ABOUT THIS EXERCISE:
Your task is to repeat exactly the lines below between the line holding "Target: crown graphic" and the line holding "column 759, row 149", inclusive, and only those.

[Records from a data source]

▶

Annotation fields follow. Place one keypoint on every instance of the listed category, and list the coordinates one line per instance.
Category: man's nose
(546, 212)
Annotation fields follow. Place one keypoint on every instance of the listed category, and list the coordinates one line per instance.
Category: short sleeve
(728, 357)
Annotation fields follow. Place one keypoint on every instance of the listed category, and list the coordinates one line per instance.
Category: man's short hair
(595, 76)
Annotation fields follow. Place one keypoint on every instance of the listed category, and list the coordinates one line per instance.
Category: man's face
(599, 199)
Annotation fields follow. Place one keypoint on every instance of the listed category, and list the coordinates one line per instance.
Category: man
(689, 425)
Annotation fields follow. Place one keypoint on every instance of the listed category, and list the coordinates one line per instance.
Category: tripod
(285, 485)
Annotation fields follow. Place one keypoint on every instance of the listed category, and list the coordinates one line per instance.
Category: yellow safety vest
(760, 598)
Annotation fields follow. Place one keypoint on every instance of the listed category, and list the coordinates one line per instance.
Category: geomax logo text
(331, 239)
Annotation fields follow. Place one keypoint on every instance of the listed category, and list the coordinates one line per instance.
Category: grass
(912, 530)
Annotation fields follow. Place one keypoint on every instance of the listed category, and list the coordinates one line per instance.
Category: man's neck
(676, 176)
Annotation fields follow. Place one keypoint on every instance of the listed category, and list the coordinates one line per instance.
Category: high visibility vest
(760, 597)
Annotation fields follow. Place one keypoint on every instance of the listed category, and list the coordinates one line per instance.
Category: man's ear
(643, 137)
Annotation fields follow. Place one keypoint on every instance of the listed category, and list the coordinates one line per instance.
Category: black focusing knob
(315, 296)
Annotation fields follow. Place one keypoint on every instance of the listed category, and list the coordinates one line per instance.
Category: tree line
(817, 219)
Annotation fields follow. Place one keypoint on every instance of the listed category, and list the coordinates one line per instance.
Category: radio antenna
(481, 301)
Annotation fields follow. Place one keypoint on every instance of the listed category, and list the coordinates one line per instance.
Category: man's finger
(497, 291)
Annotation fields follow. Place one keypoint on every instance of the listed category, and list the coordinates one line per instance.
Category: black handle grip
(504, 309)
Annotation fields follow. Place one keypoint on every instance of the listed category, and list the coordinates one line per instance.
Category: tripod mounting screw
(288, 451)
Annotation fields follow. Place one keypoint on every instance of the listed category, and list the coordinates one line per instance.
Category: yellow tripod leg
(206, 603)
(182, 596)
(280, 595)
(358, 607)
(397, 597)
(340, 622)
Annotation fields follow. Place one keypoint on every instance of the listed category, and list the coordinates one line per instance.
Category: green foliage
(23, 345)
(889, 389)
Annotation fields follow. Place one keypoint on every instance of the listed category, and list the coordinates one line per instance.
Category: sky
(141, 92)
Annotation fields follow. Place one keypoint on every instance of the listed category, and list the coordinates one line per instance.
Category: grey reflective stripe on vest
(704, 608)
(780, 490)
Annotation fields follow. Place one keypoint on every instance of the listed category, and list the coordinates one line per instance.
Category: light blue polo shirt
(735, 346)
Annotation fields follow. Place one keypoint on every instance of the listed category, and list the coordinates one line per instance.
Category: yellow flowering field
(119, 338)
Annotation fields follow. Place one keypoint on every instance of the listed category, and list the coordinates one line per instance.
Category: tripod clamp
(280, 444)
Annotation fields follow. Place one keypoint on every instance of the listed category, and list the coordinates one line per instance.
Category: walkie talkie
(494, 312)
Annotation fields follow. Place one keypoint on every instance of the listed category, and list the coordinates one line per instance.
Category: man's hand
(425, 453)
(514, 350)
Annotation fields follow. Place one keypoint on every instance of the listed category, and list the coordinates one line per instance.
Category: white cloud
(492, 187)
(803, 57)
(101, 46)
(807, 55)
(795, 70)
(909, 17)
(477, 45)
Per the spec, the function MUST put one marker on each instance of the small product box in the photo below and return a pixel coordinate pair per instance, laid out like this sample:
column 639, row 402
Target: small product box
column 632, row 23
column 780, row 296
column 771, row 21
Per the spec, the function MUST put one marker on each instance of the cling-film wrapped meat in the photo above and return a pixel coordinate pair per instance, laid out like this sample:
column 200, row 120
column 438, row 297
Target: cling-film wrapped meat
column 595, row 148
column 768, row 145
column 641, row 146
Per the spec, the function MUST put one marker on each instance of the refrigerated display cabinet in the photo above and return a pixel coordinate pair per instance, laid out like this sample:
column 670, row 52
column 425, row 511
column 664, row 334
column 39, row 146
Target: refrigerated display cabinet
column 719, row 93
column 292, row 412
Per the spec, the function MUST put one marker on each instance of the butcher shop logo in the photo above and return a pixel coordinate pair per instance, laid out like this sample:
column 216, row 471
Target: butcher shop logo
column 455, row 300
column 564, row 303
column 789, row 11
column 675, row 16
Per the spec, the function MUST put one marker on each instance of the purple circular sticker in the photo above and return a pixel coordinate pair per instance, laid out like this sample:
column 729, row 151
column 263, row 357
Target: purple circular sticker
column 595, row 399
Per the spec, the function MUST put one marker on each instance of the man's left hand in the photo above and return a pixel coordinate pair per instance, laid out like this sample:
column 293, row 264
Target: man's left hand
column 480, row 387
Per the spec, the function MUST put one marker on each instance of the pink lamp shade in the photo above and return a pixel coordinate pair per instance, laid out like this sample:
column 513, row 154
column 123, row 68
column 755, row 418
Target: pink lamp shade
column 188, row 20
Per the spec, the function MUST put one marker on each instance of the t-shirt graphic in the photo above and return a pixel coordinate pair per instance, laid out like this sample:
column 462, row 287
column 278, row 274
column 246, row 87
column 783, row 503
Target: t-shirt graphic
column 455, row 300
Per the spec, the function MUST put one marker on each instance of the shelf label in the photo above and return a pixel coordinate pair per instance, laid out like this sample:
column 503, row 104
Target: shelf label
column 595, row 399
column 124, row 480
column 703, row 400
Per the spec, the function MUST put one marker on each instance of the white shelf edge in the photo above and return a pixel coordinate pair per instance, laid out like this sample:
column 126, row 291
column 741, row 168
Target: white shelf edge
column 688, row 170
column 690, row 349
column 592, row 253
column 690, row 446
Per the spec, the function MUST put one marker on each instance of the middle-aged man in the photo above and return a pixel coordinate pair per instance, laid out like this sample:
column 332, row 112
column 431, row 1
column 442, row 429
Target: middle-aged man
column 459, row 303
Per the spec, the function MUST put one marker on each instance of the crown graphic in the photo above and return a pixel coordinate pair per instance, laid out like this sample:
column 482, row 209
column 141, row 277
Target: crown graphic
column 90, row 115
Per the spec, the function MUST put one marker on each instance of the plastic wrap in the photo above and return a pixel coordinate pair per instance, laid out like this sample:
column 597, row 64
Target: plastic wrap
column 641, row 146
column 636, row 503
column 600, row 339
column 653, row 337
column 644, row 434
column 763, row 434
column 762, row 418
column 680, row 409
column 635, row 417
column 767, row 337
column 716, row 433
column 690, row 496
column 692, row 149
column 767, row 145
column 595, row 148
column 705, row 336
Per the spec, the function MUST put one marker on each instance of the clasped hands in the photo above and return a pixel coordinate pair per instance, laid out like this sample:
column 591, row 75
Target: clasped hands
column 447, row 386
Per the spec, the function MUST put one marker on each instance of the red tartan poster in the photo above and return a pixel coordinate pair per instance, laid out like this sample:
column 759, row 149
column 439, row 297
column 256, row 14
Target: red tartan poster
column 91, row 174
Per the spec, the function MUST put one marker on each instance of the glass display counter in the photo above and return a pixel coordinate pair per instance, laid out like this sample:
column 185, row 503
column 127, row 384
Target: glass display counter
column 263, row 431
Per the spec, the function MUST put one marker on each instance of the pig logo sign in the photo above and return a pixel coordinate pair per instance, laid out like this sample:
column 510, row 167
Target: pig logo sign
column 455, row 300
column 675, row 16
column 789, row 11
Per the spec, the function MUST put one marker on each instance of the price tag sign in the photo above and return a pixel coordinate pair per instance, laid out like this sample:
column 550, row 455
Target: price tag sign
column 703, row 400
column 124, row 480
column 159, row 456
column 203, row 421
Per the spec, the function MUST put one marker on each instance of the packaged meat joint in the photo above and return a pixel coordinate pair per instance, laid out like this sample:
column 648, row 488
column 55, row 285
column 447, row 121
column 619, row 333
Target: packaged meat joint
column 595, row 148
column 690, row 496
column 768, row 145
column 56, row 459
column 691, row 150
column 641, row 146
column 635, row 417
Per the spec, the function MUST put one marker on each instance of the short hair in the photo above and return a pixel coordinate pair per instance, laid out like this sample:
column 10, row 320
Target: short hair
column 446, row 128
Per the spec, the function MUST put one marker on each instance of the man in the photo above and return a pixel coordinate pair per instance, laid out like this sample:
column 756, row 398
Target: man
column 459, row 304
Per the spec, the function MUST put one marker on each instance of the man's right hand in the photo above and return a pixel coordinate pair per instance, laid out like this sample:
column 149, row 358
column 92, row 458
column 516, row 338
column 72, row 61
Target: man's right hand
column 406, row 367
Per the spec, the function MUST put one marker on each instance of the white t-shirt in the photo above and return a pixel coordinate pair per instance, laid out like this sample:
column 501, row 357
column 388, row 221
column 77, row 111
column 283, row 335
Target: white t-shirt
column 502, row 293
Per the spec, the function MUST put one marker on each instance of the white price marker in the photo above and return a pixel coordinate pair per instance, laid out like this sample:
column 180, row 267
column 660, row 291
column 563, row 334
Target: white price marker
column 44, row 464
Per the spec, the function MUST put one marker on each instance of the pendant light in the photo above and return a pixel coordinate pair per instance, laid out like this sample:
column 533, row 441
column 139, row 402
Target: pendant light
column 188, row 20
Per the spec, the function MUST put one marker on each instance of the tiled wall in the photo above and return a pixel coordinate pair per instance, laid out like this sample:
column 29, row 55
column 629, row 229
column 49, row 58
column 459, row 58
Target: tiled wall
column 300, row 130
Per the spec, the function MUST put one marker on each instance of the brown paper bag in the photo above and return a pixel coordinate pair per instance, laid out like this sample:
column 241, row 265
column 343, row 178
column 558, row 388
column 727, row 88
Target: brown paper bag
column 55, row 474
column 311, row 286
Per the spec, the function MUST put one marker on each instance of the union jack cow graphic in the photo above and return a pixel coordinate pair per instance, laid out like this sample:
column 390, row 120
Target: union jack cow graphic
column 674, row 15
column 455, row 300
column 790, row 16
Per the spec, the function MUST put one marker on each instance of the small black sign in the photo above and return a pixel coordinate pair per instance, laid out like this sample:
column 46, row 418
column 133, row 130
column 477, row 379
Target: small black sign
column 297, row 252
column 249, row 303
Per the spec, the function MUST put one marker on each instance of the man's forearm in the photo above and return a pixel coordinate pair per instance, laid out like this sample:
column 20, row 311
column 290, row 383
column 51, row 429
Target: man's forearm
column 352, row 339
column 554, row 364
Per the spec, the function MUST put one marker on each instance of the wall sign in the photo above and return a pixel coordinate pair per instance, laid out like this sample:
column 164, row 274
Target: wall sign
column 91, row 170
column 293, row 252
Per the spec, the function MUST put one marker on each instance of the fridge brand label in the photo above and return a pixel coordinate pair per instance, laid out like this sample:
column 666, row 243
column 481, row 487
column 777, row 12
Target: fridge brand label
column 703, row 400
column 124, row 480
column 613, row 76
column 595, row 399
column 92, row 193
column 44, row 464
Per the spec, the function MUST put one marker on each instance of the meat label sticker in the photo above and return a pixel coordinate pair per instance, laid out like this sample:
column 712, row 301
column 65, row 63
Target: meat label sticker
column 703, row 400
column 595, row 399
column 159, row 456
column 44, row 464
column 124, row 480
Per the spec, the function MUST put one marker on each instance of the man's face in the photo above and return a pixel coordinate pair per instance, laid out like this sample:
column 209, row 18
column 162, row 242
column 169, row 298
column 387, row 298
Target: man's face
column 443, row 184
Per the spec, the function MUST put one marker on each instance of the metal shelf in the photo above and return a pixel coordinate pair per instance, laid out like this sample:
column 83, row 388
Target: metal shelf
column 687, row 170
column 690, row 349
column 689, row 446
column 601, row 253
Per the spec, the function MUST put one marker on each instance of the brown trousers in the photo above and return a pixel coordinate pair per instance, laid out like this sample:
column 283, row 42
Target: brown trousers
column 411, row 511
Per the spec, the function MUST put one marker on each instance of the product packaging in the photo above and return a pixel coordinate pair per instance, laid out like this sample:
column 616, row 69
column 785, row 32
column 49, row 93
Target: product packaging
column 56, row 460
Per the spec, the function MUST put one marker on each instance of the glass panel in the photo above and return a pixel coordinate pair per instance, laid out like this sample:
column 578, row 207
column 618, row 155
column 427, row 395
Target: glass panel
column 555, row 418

◀

TASK RESULT:
Target: crown graphic
column 90, row 115
Per the spec, the function MUST put one marker on each instance of the plastic wrap in the photo above and return a pixel coordinate pair per instance, laid out like this sample:
column 597, row 64
Target: plastic wrap
column 641, row 146
column 636, row 503
column 600, row 339
column 653, row 337
column 644, row 434
column 763, row 434
column 762, row 418
column 680, row 409
column 635, row 417
column 767, row 337
column 716, row 433
column 690, row 496
column 692, row 149
column 767, row 145
column 595, row 148
column 705, row 336
Per the spec, the function MUST put one marker on each instance of the clasped hands in the photo above and return a pixel coordinate pair per instance, laid out like this sample:
column 591, row 75
Target: clasped hands
column 447, row 386
Per the spec, the function MUST put one marker on each instance of the red tartan poster in the photo above and return a pixel coordinate pair per instance, laid out like this sample:
column 759, row 149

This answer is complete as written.